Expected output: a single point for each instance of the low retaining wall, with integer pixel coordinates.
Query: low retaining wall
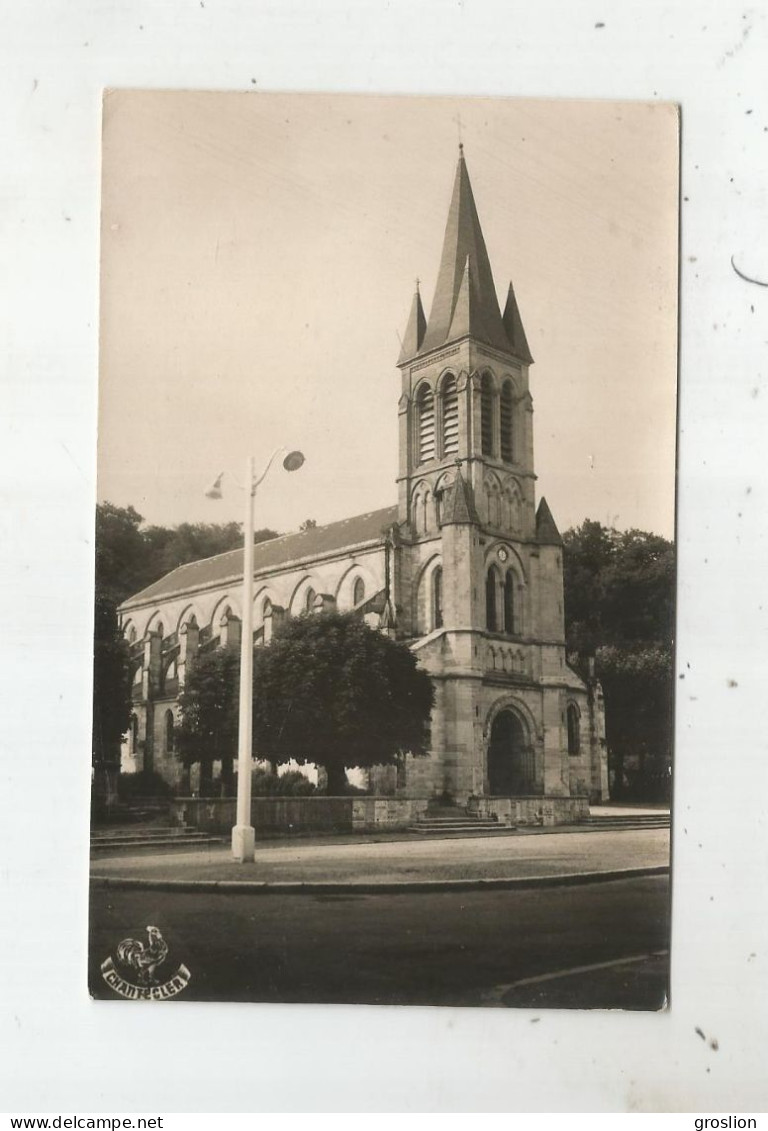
(534, 810)
(300, 814)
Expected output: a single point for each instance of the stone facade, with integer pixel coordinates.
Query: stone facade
(465, 569)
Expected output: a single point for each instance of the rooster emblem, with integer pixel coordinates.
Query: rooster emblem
(145, 958)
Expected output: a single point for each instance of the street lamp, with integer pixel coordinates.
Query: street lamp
(243, 835)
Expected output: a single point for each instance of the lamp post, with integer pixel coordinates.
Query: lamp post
(243, 835)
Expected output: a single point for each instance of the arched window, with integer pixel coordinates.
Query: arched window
(425, 412)
(574, 736)
(437, 597)
(491, 587)
(450, 416)
(509, 603)
(507, 422)
(169, 732)
(486, 414)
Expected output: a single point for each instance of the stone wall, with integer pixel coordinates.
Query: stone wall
(300, 814)
(543, 811)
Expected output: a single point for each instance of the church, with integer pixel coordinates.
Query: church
(465, 568)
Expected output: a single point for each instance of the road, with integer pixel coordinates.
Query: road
(371, 862)
(469, 948)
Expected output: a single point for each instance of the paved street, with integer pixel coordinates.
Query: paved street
(404, 861)
(471, 948)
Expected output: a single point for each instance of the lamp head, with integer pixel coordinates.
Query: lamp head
(293, 460)
(215, 489)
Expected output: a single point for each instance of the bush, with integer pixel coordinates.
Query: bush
(143, 784)
(293, 784)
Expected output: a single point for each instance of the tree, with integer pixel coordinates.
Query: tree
(620, 610)
(207, 730)
(329, 690)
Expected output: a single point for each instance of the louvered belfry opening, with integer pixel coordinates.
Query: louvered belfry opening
(486, 414)
(509, 603)
(437, 597)
(450, 416)
(425, 424)
(507, 422)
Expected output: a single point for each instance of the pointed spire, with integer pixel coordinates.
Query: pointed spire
(460, 324)
(464, 240)
(459, 506)
(546, 532)
(514, 327)
(414, 333)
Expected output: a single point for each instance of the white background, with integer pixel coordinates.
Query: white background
(61, 1051)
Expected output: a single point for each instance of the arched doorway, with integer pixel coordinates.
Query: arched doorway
(510, 757)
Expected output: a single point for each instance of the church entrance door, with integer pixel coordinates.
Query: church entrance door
(510, 758)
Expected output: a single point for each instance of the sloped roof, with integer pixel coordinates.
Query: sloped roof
(464, 240)
(272, 554)
(414, 331)
(459, 506)
(514, 327)
(546, 531)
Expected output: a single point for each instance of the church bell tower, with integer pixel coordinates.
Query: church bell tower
(481, 572)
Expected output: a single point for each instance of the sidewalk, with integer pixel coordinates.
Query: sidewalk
(471, 862)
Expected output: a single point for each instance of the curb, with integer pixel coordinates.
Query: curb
(369, 888)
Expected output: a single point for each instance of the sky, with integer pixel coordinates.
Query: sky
(258, 261)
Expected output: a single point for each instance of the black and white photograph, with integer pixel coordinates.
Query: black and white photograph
(385, 585)
(382, 562)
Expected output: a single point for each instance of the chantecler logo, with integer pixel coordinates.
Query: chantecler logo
(143, 959)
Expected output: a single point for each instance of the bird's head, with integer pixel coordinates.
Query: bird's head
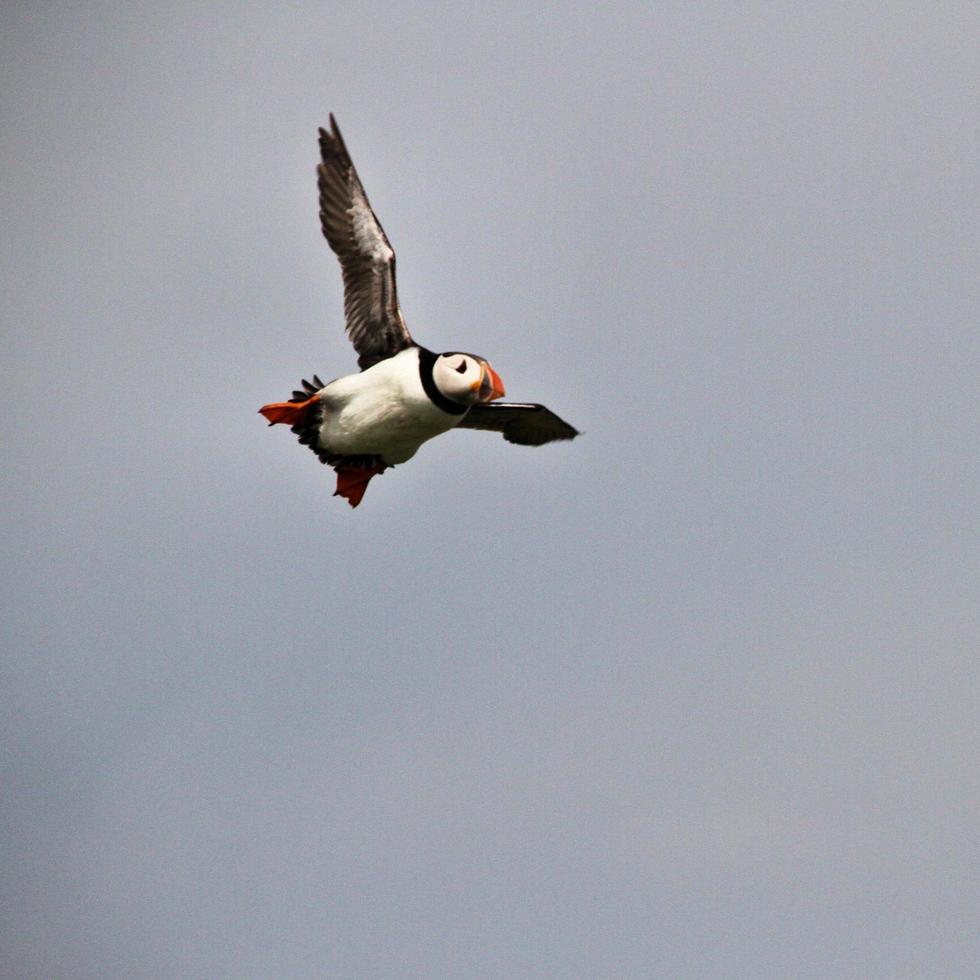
(466, 378)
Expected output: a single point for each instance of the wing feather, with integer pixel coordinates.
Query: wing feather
(375, 323)
(523, 424)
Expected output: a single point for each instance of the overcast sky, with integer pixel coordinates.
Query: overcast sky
(693, 696)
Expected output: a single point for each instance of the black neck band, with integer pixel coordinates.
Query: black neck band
(426, 362)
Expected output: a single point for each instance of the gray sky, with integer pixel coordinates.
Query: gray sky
(694, 696)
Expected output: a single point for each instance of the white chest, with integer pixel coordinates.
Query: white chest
(382, 411)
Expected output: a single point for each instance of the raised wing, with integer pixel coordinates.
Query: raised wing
(525, 425)
(375, 324)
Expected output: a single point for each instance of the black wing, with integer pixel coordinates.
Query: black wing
(526, 425)
(375, 324)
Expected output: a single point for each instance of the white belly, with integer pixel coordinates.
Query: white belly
(381, 412)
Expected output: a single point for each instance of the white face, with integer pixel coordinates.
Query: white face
(466, 379)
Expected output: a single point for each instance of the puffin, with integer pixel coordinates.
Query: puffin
(405, 394)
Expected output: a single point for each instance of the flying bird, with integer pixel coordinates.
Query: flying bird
(362, 424)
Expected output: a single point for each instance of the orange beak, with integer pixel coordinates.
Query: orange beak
(490, 384)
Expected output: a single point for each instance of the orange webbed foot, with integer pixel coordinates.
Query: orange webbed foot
(351, 483)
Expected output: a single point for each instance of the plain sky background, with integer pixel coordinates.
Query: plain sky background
(693, 696)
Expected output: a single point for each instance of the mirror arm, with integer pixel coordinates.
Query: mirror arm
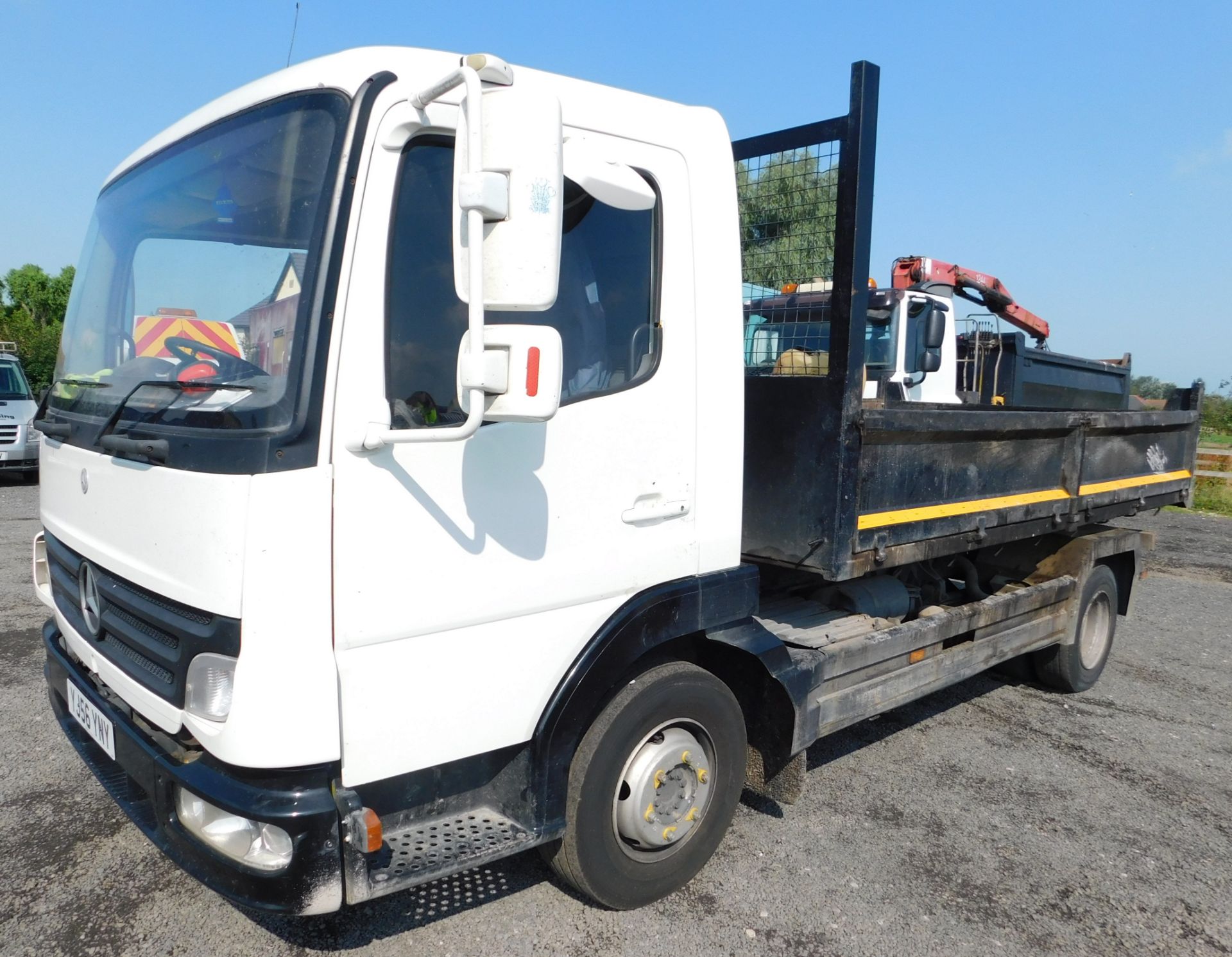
(379, 435)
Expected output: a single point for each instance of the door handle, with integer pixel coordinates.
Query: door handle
(654, 509)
+---+
--- THE REQUEST ---
Starting with the line that holds "band, with integer pixel coordinates.", repeat exactly every line through the end of the material above, both ends included, without the pictures.

--- COMPLETED EXERCISE ---
Expected output: a single point for each instance of the black neck band, with integer pixel coordinates.
Query: black neck band
(426, 362)
Expected output: a single point for each instance of the gray sky, with integer pixel coordinates.
Query: gray sky
(694, 696)
Expected output: a single point for each instance of the white chest, with integer pixel coordinates.
Query: white chest
(382, 411)
Expected output: a single point for each instance of the raised wing, with integer pixel coordinates.
Query: raised wing
(525, 425)
(375, 324)
Expected output: a single point for each instance of the black wing, with integer pixel coordinates.
Query: black wing
(526, 425)
(375, 324)
Expected output: a single point for each instance of the white belly, with integer pixel coordinates.
Query: white belly
(381, 412)
Expected output: a single point for each instance of the white face, with integer pixel coordinates.
Query: white face
(466, 379)
Expected output: a single point for each instance of the puffin, with integer pixel coordinates.
Query: puffin
(405, 394)
Expected output: a single point for each instance of the flying bird, with integer pixel coordinates.
Query: flying bird
(362, 424)
Expected output: a single point for each instance of the orange beak, with integer pixel coordinates.
Query: orange beak
(490, 384)
Expected output: a single point for each instance of the orange webbed foot, with integer pixel coordinates.
Query: orange webbed foot
(351, 483)
Expected output: a single point for each instance of the plain sky background, with integer pixel coordinates.
Query: plain sky background
(693, 696)
Expected output: a single point for each instance of the mirror arm, with integer pixel coordinates.
Query: mirror arm
(379, 435)
Expected output: a single point for each instance of the door handle, with integer pixel coordinates.
Query: door handle
(654, 509)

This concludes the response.